If a line in the data holds the string "query", list it.

*LISTED RECORDS:*

#####

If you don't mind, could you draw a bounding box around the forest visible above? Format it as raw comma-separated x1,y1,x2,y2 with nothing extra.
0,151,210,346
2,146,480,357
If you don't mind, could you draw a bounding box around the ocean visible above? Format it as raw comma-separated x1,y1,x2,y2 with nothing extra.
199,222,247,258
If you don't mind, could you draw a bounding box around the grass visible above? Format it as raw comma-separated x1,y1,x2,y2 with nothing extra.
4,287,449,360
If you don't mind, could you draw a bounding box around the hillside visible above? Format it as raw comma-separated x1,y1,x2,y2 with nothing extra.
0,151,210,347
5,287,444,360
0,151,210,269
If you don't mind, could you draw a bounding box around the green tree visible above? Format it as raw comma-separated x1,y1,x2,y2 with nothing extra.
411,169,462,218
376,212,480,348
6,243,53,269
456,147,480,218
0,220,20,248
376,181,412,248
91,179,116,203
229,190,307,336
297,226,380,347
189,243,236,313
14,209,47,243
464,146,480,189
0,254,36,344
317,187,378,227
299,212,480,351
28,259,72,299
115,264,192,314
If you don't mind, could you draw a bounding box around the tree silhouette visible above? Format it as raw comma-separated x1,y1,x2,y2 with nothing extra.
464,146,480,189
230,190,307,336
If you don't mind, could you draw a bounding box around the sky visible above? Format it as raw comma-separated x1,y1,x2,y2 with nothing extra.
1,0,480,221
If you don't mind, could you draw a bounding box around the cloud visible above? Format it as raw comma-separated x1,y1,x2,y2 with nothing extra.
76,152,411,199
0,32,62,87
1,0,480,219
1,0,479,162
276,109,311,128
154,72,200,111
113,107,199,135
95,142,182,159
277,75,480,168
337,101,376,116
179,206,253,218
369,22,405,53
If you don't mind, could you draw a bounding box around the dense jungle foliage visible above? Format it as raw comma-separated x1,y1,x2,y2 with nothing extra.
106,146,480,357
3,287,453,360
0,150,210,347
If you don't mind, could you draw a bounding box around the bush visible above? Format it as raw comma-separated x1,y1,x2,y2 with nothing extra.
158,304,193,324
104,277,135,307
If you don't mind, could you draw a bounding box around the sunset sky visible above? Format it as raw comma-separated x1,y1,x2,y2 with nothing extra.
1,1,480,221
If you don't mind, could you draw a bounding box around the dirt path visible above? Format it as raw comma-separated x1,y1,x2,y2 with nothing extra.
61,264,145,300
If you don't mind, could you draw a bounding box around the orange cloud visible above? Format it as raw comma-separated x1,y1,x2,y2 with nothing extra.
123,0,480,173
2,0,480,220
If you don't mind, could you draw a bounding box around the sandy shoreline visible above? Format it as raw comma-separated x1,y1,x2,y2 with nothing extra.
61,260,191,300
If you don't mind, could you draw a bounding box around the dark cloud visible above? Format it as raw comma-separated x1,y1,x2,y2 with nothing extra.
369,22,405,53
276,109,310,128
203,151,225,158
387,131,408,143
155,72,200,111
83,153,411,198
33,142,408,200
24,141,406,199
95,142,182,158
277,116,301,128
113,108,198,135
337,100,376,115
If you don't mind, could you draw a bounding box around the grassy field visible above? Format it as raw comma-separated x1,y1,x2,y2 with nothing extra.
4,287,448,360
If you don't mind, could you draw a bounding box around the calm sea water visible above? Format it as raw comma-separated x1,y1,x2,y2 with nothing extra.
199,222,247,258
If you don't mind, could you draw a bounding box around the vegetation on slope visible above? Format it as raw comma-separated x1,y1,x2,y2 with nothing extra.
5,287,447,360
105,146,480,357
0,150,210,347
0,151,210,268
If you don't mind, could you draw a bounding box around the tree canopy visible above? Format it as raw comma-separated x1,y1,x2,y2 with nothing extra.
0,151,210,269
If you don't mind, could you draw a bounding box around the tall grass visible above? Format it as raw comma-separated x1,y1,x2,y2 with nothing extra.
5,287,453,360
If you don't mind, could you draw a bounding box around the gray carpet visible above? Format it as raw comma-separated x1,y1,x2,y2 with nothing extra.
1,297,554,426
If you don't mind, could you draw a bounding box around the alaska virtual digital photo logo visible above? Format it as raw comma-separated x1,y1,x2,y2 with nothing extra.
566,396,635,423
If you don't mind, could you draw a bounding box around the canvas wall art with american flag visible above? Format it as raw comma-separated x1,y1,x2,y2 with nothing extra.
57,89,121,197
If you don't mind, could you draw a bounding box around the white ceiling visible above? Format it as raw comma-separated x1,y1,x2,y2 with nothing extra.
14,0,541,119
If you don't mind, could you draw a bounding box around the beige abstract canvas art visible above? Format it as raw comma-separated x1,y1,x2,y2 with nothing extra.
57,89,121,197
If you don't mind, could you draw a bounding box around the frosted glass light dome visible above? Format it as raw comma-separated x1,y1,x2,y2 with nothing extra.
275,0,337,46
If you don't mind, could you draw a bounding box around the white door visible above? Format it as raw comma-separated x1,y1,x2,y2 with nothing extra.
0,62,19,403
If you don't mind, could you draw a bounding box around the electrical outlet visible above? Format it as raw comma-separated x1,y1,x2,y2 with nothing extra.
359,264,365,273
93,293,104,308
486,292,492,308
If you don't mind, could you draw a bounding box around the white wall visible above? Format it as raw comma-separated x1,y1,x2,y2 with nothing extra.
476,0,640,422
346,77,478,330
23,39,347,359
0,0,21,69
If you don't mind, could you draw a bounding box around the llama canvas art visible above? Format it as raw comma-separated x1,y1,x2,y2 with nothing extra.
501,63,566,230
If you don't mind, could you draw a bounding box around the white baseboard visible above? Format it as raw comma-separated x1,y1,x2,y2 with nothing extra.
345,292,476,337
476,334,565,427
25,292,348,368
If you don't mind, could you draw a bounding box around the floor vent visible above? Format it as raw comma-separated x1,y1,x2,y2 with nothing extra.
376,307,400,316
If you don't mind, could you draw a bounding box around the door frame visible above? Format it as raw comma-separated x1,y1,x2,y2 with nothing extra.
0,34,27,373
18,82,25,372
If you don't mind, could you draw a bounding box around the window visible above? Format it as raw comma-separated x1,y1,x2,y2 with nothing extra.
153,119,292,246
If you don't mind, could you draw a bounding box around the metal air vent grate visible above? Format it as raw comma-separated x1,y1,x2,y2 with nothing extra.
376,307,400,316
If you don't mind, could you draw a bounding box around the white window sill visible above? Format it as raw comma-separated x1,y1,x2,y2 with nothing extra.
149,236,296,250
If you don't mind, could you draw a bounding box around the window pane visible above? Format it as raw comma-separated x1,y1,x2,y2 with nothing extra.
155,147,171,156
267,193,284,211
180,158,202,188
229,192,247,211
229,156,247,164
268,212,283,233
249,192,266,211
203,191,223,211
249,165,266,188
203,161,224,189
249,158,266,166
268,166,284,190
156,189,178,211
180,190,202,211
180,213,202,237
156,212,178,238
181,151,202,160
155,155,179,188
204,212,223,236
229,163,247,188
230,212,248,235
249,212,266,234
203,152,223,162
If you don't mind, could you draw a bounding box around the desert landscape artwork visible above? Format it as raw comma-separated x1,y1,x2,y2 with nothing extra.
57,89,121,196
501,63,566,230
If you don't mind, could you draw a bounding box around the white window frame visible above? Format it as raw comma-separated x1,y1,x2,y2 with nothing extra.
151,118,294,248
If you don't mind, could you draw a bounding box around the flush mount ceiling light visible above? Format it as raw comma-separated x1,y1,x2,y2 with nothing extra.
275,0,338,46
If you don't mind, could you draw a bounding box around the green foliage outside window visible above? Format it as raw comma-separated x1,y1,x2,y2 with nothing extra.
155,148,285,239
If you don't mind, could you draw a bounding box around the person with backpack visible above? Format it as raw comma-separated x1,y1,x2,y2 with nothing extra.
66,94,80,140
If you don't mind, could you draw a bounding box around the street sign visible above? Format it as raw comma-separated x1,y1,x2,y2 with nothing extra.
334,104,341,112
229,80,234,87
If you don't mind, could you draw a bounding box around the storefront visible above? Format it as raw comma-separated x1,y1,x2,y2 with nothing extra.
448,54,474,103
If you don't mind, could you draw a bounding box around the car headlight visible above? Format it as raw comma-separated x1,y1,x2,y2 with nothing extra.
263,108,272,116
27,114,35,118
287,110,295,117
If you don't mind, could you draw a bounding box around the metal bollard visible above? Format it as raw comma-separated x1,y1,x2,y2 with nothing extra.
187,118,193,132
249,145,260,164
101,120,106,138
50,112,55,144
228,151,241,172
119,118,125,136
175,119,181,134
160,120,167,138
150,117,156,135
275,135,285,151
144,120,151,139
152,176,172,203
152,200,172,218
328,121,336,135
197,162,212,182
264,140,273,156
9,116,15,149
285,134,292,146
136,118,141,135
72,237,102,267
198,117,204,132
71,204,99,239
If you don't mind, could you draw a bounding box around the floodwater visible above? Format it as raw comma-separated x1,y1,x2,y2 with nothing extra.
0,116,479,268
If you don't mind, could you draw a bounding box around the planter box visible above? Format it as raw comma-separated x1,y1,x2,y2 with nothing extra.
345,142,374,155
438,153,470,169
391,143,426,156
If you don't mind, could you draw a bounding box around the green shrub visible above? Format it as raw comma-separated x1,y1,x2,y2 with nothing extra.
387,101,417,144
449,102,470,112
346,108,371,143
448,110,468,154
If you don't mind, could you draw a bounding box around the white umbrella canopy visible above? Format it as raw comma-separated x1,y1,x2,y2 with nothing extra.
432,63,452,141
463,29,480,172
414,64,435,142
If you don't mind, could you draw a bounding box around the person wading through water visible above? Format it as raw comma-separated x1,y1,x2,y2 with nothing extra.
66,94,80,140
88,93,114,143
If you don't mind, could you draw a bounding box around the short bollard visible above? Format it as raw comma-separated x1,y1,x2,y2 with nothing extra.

#####

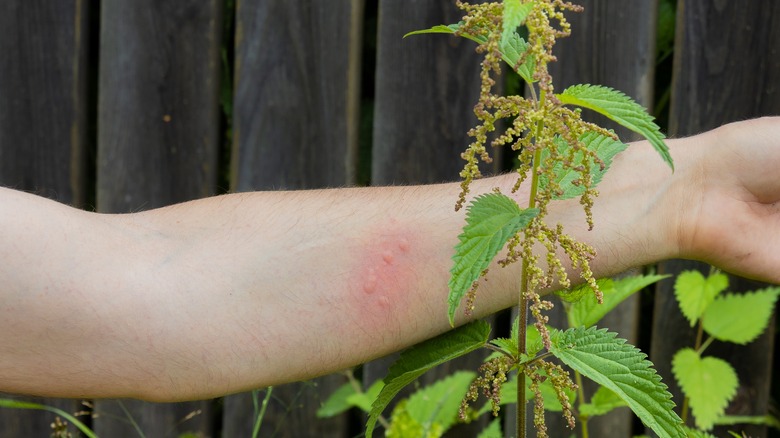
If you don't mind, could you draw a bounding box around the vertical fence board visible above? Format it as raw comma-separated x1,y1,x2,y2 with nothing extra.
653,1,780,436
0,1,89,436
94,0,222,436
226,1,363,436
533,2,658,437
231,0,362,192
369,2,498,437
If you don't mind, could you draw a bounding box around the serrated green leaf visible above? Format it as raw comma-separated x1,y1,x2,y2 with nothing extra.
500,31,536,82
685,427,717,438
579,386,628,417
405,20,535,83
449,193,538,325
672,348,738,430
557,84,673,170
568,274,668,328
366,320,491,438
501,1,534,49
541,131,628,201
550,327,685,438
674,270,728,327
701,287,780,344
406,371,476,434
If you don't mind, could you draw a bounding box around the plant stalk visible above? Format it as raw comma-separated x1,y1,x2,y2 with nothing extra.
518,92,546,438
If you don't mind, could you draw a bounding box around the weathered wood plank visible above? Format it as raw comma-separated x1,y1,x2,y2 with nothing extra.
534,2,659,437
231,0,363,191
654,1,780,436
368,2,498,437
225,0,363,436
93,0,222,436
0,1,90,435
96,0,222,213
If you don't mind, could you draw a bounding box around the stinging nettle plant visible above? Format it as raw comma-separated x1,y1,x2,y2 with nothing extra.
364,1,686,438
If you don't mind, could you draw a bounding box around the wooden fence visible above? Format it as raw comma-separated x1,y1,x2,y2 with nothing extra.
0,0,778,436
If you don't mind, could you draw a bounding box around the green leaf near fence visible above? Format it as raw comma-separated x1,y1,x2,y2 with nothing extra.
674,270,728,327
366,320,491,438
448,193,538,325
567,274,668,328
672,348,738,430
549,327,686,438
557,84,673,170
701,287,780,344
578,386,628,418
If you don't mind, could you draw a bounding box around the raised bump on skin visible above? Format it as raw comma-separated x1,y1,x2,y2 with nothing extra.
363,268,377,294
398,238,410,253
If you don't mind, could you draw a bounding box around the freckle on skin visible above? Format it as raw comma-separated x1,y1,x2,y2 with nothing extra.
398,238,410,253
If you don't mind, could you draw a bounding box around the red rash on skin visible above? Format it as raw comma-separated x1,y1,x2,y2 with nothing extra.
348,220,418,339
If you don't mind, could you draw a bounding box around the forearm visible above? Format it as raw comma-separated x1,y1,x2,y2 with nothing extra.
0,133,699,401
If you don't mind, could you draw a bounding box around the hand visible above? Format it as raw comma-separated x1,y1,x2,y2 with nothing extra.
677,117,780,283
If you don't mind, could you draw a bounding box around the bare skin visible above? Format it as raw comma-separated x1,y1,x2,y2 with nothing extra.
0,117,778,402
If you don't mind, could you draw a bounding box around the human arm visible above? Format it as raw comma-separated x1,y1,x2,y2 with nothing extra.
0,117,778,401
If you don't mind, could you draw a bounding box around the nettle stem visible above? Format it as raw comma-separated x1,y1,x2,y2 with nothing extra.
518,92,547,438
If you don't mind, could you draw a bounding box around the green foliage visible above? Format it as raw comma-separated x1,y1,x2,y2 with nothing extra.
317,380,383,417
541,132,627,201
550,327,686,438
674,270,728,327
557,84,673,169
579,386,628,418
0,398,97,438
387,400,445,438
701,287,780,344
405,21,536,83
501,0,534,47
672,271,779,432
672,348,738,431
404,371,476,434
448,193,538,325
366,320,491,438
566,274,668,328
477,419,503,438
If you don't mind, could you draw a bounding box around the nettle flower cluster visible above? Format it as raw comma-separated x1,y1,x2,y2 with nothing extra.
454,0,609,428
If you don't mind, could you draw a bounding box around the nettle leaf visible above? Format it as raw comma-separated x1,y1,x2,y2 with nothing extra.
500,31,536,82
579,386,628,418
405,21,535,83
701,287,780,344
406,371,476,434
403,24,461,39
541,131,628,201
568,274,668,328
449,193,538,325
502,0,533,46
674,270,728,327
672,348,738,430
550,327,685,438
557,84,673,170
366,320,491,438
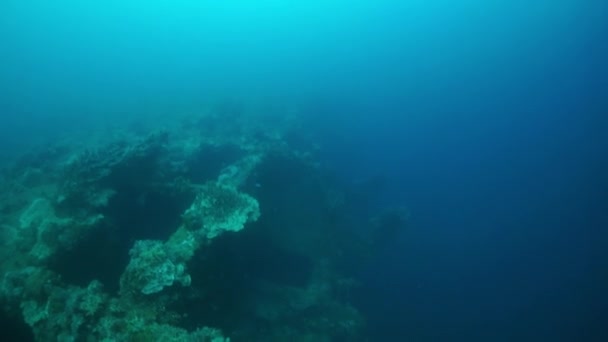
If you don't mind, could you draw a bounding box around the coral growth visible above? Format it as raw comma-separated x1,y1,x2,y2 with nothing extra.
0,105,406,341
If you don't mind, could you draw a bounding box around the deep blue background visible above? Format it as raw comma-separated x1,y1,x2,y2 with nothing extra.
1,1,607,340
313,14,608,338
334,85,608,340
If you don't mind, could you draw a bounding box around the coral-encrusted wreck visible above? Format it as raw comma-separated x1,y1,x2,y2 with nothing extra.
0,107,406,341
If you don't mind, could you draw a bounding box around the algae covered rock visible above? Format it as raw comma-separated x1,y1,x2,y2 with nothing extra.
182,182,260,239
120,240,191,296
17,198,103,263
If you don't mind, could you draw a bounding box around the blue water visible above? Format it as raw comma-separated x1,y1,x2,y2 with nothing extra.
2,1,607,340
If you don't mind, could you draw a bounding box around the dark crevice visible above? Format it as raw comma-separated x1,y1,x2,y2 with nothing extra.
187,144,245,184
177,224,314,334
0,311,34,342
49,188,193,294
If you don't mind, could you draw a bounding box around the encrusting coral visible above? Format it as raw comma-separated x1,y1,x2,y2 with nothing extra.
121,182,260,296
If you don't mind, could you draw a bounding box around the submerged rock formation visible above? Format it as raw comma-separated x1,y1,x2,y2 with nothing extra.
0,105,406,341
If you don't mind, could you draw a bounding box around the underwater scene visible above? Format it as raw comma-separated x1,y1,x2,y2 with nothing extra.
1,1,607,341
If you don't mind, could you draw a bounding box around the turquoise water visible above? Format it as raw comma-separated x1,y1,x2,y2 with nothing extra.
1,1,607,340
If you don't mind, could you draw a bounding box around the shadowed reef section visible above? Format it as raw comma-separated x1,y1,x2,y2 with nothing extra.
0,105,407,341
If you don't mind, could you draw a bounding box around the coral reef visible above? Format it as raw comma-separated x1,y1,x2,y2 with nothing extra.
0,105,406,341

#####

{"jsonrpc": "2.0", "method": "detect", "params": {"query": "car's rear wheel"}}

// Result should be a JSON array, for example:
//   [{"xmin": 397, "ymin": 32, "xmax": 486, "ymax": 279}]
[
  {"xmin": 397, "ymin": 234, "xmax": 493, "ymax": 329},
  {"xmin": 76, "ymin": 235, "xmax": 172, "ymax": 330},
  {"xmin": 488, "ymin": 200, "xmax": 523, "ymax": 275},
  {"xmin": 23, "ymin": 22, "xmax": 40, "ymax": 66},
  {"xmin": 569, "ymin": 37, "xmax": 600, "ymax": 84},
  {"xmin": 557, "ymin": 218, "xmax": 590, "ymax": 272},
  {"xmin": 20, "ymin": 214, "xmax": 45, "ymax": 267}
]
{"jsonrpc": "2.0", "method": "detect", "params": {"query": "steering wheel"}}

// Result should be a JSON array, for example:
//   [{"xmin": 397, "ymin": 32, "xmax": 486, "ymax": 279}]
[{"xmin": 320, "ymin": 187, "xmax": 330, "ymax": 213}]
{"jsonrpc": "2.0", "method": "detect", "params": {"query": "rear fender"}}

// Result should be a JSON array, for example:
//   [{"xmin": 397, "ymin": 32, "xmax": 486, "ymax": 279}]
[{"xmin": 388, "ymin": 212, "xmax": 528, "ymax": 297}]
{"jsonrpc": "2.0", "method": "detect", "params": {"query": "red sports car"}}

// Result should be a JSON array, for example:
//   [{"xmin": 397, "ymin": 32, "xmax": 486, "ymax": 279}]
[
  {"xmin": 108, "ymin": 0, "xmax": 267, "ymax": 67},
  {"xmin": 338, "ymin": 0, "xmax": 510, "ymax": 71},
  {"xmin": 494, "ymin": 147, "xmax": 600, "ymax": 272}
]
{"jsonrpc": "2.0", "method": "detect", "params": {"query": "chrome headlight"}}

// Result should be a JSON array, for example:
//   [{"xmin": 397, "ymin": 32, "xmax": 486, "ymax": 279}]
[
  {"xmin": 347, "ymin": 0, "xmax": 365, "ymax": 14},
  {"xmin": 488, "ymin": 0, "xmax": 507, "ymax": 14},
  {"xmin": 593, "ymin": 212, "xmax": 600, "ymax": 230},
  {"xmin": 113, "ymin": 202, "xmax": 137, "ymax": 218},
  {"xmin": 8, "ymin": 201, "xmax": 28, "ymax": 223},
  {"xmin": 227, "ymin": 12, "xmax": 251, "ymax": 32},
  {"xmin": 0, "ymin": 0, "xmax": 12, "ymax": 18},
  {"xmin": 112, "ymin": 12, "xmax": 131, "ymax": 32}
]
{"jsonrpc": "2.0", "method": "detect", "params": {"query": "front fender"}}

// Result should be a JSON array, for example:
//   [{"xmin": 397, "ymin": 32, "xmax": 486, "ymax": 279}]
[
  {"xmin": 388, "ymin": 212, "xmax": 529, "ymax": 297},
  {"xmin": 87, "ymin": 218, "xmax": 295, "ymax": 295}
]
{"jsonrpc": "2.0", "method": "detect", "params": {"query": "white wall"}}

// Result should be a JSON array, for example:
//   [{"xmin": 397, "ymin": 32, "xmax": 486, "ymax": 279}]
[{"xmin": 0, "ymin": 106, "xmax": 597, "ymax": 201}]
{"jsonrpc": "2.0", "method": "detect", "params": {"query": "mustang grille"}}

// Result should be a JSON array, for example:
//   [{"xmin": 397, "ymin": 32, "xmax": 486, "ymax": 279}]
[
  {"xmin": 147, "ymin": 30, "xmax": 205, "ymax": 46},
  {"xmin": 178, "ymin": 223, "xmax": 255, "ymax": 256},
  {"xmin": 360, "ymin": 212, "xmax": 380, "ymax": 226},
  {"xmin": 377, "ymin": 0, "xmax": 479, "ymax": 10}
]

#####

*SOLUTION BELOW:*
{"jsonrpc": "2.0", "method": "detect", "params": {"query": "car's rear wheel"}}
{"jsonrpc": "2.0", "method": "detect", "params": {"query": "steering wheel"}}
{"jsonrpc": "2.0", "method": "detect", "params": {"query": "rear fender"}}
{"jsonrpc": "2.0", "method": "detect", "params": {"query": "red sports car"}}
{"jsonrpc": "2.0", "method": "detect", "params": {"query": "chrome headlight"}}
{"jsonrpc": "2.0", "method": "detect", "params": {"query": "front fender"}}
{"jsonrpc": "2.0", "method": "detect", "params": {"query": "white wall"}}
{"jsonrpc": "2.0", "method": "detect", "params": {"query": "mustang grille"}}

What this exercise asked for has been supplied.